WHAT IS EXPECTED: Could you format the lines below as a JSON list of strings, one string per line, leaving out blank lines and any pictures?

ENTRIES SHOWN:
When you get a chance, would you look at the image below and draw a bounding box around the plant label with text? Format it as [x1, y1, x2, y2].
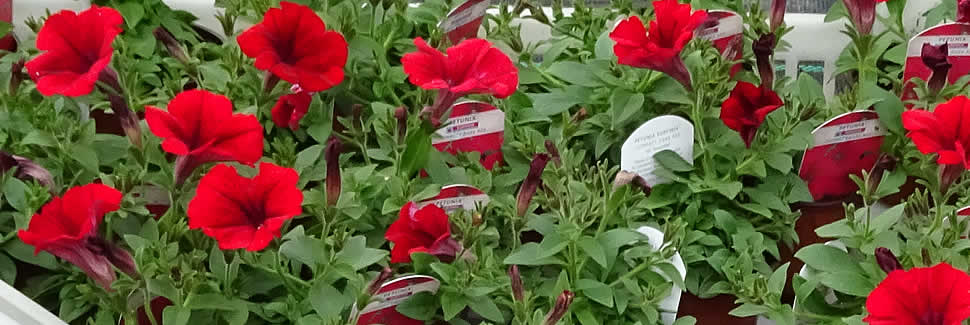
[351, 275, 441, 325]
[438, 0, 489, 44]
[798, 111, 886, 201]
[431, 101, 505, 170]
[902, 23, 970, 108]
[620, 115, 694, 186]
[418, 184, 489, 213]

TASK ANSWER:
[
  "When you get a chance, would you look at the image below and draw a bounding box around the plant label with text? Format it as [x1, y1, x2, y2].",
  "[351, 275, 441, 325]",
  "[438, 0, 489, 44]",
  "[798, 111, 886, 201]",
  "[431, 101, 505, 170]",
  "[902, 23, 970, 108]",
  "[620, 115, 694, 186]",
  "[418, 184, 489, 213]"
]